YOUR GOAL - Retype all of the entries precisely.

Start of DATASET CONTENT

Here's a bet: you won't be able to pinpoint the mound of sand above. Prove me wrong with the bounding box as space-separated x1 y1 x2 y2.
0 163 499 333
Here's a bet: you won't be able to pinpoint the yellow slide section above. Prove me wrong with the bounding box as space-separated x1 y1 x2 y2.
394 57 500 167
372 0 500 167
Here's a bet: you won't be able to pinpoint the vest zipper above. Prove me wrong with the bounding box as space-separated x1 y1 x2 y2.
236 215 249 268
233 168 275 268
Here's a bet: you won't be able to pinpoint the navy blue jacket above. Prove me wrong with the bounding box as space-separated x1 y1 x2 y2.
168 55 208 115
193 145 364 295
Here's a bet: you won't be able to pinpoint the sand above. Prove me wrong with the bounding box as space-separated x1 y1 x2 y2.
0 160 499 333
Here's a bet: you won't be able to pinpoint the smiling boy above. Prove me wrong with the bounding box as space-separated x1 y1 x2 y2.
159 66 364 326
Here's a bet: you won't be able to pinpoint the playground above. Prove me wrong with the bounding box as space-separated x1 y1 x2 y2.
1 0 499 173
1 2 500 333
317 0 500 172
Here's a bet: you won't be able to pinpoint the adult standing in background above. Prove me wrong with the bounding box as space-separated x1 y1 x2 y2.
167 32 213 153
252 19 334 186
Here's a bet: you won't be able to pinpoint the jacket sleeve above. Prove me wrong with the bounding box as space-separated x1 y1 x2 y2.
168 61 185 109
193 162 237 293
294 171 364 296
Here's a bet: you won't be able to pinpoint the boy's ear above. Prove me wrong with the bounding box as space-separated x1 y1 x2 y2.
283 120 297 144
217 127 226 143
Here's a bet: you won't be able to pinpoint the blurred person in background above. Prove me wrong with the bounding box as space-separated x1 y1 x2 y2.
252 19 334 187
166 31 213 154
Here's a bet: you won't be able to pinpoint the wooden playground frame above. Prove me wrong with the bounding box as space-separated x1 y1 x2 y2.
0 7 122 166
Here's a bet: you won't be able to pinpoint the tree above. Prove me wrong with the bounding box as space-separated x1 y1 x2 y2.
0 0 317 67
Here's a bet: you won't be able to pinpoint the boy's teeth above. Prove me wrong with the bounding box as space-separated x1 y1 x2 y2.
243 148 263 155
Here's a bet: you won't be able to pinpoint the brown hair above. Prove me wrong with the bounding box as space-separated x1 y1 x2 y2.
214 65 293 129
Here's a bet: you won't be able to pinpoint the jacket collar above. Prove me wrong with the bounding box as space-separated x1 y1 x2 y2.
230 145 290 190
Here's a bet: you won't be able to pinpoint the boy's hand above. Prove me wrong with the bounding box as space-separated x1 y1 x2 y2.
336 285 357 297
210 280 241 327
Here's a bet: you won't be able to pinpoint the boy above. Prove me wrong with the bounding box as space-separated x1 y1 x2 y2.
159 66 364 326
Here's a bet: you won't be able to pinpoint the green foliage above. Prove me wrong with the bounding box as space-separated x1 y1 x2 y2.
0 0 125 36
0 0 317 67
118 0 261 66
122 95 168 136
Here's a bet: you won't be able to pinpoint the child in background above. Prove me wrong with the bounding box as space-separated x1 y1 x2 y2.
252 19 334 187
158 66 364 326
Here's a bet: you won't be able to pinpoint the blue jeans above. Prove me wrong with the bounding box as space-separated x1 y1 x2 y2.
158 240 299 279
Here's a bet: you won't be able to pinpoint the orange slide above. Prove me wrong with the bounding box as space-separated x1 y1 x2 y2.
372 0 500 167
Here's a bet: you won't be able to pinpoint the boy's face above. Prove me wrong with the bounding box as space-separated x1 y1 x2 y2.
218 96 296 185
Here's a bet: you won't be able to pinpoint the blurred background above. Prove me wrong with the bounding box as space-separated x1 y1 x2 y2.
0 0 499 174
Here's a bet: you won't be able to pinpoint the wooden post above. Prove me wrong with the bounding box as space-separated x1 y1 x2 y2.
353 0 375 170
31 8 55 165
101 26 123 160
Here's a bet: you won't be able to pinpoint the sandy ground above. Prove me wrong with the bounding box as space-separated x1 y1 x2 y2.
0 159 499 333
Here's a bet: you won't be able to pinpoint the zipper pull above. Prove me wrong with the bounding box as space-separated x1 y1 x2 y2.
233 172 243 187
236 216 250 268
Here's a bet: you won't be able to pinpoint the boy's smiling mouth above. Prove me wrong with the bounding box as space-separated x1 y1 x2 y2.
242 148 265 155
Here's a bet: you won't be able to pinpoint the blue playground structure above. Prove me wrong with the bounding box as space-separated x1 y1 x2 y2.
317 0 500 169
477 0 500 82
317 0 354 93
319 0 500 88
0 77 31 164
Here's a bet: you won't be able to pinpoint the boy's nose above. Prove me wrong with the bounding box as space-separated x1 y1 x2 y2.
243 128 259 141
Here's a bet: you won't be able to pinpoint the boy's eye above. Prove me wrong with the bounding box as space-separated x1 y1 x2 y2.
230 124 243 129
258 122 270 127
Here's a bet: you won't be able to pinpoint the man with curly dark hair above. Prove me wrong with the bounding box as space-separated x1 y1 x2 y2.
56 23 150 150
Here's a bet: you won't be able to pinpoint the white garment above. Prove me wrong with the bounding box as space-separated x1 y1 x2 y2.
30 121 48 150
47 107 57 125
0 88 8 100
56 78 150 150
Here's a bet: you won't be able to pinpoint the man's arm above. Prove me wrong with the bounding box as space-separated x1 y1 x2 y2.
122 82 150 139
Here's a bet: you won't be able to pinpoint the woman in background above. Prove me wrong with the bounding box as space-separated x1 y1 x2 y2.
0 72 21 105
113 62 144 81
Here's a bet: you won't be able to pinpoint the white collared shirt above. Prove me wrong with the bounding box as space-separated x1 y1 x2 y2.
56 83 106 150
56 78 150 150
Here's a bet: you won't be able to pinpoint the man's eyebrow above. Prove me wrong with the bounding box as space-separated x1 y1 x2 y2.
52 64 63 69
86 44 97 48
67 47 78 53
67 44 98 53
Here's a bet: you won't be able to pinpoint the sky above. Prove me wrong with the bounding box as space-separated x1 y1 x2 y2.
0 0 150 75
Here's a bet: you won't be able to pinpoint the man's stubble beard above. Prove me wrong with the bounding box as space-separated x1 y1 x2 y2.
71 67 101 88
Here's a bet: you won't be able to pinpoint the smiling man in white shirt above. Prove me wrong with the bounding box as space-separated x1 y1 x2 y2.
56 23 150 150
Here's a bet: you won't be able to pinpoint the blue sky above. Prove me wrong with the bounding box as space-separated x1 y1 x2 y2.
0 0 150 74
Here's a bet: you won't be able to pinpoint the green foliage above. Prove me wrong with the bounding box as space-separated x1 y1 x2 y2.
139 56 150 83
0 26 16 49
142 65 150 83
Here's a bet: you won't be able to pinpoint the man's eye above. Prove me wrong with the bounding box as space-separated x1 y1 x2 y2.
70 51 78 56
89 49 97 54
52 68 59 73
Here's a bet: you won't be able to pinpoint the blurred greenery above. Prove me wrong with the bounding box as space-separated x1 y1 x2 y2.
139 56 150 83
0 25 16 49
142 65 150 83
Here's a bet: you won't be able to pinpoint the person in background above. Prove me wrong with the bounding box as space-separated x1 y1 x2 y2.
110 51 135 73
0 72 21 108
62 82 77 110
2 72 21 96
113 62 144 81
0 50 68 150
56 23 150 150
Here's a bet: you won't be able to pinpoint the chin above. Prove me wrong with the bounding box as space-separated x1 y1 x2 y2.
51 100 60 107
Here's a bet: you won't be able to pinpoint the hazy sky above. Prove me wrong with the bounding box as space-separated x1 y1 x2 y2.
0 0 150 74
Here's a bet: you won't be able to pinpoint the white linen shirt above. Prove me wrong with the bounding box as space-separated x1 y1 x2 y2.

End of DATASET CONTENT

ANSWER TO THE PROBLEM -
Here's a bet: you won't be able to pinpoint the mound of sand above. Prove me wrong with the bounding box as space-separated x1 y1 x2 y2.
0 163 499 333
Here's a bet: you won't be able to pinpoint the yellow slide section above. Prove me wrong with the bounding box as space-separated x1 y1 x2 y2.
394 57 500 167
372 0 500 167
Here's a bet: you won't be able to pinpoint the vest zipper above. Prove me wrong with the bounding box as space-separated x1 y1 x2 y2.
236 215 249 268
233 168 275 268
Here's a bet: you won't be able to pinpoint the navy blue jacket above. Prove me wrong with the bounding box as space-separated x1 y1 x2 y2.
168 55 208 115
193 145 364 295
Here's a bet: you won't be able to pinpoint the sand above. Prove me wrong with the bounding box as space-separated x1 y1 x2 y2.
0 160 499 333
Here's a bet: you won't be able to pinpoint the smiling boy above. Prove me wrong with the bounding box as space-separated x1 y1 x2 y2.
159 66 364 326
Here's a bet: you won't be able to pinpoint the playground above. Prove me wrong with the bounding box as space-separated x1 y1 x2 y2.
1 0 499 173
1 2 500 333
317 0 500 172
Here's a bet: you won't be able to pinpoint the adult standing in background above. Prove me wrong with the bounding box as space-separated x1 y1 x2 y2.
167 32 213 153
252 19 334 186
Here's a bet: you won't be able to pinpoint the jacket sleeve above. Prove me wrong with the bounding box as space-separated x1 y1 x2 y2.
168 61 185 109
193 162 237 293
294 171 364 296
Here's a bet: you won't be able to pinpoint the boy's ear above. Prove me wrong with the bounding box as space-separated x1 y1 x2 y2.
283 120 297 144
217 127 226 143
Here's a bet: you won't be able to pinpoint the blurred person in background above. Prove me wrong with the bounding box as space-separated x1 y1 x2 y2.
252 19 334 187
166 31 213 154
Here's a bet: you won't be able to pinpoint the wooden playground frame above. Prove me wrong with the bounding box as space-separated x1 y1 x2 y2.
0 7 122 166
Here's a bet: you won't be able to pinpoint the tree above. Prove me wrong with the bounding box as space-separated x1 y1 x2 y2.
0 0 317 67
Here's a bet: you won't be able to pinpoint the boy's teeth above. Prove me wrong with the bounding box as space-separated x1 y1 x2 y2.
243 148 263 155
Here's a bet: you won't be able to pinpoint the brown hair above. Prove me wrong with the bounding box as space-separated x1 y1 x2 y2.
214 65 293 129
Here's a bet: you won't be able to pinpoint the jacket collar above. Prove me wrong with the bounding box as space-separated x1 y1 x2 y2.
230 145 290 190
Here's a bet: you won't be able to pinpoint the boy's hand above. Prove me wrong with the bounding box as space-separated x1 y1 x2 y2.
336 285 357 297
210 280 241 327
Here's a bet: you won't be able to pinpoint the boy above. Prove me wrong with the bounding box as space-separated x1 y1 x2 y2.
159 66 364 326
Here's a bet: you won't be able to pinpoint the green foliage above. Prove me wrong with the bounding box as space-separated x1 y1 x2 y2.
0 0 125 36
0 0 317 67
118 0 261 66
122 95 168 136
Here's a bet: you won't be able to pinpoint the child in background above. Prove me wrong with the bounding box as space-separated x1 y1 x2 y2.
252 19 334 187
158 66 364 326
Here's a bet: you won't be able to pinpoint the blue jeans above. Prove me wrong with the bounding box as space-separated x1 y1 x2 y2.
158 240 299 279
Here's a bet: you won't be able to pinpoint the orange slide above. Prove me wrong with the bounding box as space-separated x1 y1 x2 y2.
372 0 500 167
Here's a bet: you won't be able to pinpoint the boy's face above. Prove me wrong with the bounding box as space-separated x1 y1 x2 y2.
218 96 296 185
Here's a bet: you won't be able to pinpoint the blurred background above. Prove me wrong with the bounding box as space-separated x1 y1 x2 y2.
0 0 499 174
Here's a bet: you won't be able to pinpoint the wooden post above. Prove me wrong with the bounding box as space-separated x1 y1 x2 y2.
353 0 375 170
31 8 55 165
101 26 123 160
Here's a bet: you won't be able to pinpoint the sandy ground above. Prove me wrong with the bounding box as space-separated x1 y1 x2 y2.
0 159 499 333
Here's a bet: you won't be able to pinpoint the zipper pull above. Prove me wrong with the bounding box as space-separated x1 y1 x2 y2.
233 172 243 187
236 216 250 268
Here's a bet: you won't be able to pinpoint the boy's smiling mouth above. Prove me wrong with the bounding box as space-separated x1 y1 x2 y2.
242 148 265 155
Here's a bet: you won't be able to pinpoint the blue playground structure above. Prove me wrong with the bounding box as space-separated x1 y1 x2 y2.
317 0 500 169
477 0 500 82
317 0 354 93
319 0 500 88
0 77 31 164
Here's a bet: you won't be able to pinpoint the boy's nose above. Prove me wrong with the bounding box as space-separated x1 y1 x2 y2.
243 128 259 141
Here's a bet: you won't be able to pinpoint the boy's eye above. Prove me wrong with the bounding box as space-separated x1 y1 x2 y2.
230 124 243 129
258 122 270 127
Here's a bet: you won't be able to pinpoint the man with curly dark hair above. Prove me wrong with the bounding box as space-separated x1 y1 x2 y2.
56 23 150 150
Here's a bet: you won't be able to pinpoint the white garment above. Prove me wrong with the bounding box as space-separated x1 y1 x2 y2.
30 121 48 150
47 107 57 125
0 88 8 100
56 78 150 150
Here's a bet: you won't be able to pinpoint the man's arm above. Prove me wrong with the bounding box as space-separated x1 y1 x2 y2.
122 82 150 139
Here's a bet: you won't be able to pinpoint the woman in background above. Prove me wrong with the bounding box as space-separated x1 y1 x2 y2.
0 72 21 105
113 62 144 81
Here's a bet: you won't be able to pinpoint the white collared shirt above. Prove me wrong with the bounding box as space-separated x1 y1 x2 y2.
56 83 106 150
56 78 150 150
Here's a bet: you won't be able to pinpoint the man's eyebrow above. Prove me wrong with the bounding box as space-separated x1 y1 x2 y2.
52 64 63 69
86 44 97 48
67 47 78 53
67 44 98 53
Here's a bet: you won't be able to pinpoint the sky above. Prove me wrong with the bounding box as space-separated x1 y1 x2 y2.
0 0 150 75
Here's a bet: you won't be able to pinpoint the man's stubble beard above. Prove me wrong with the bounding box as space-separated x1 y1 x2 y2.
71 67 101 88
Here's a bet: you won't be able to pinpoint the smiling man in white shirt above. Prove me wrong with the bounding box as space-separated x1 y1 x2 y2.
56 23 150 150
Here's a bet: you won't be able to pinpoint the blue sky above. Prove me wrong with the bounding box as space-separated x1 y1 x2 y2.
0 0 150 74
Here's a bet: you won't be able to pinpoint the green foliage above. Prove me wrong with the bounding box as space-separated x1 y1 x2 y2.
139 56 150 83
0 26 16 49
142 65 150 83
Here's a bet: you won't be able to pinpoint the man's eye above. Prove me wrong with the bounding box as space-separated x1 y1 x2 y2.
70 51 78 56
89 49 97 54
52 68 59 73
Here's a bet: you won't be able to pinpoint the blurred greenery above. Prove me wrong with the bounding box as space-separated x1 y1 x2 y2.
139 56 150 83
0 25 16 49
142 65 150 83
Here's a bet: you won't be able to pinpoint the person in background above. Prove me wrong with the bounding box as space-separated x1 y1 x2 y2.
110 51 135 73
0 72 21 108
62 82 77 110
2 72 21 96
113 62 144 81
0 50 68 150
56 23 150 150
Here's a bet: you won't be able to pinpoint the chin above. Prove me wrong with the bounding box as space-separated x1 y1 x2 y2.
51 100 60 107
Here's a bet: you won't be able to pinpoint the hazy sky above. Prove me wrong with the bounding box as space-separated x1 y1 x2 y2.
0 0 150 74
Here's a bet: you won't be able to pinpoint the white linen shirt above. Prove me wrong with the bounding box as space-separated x1 y1 x2 y2.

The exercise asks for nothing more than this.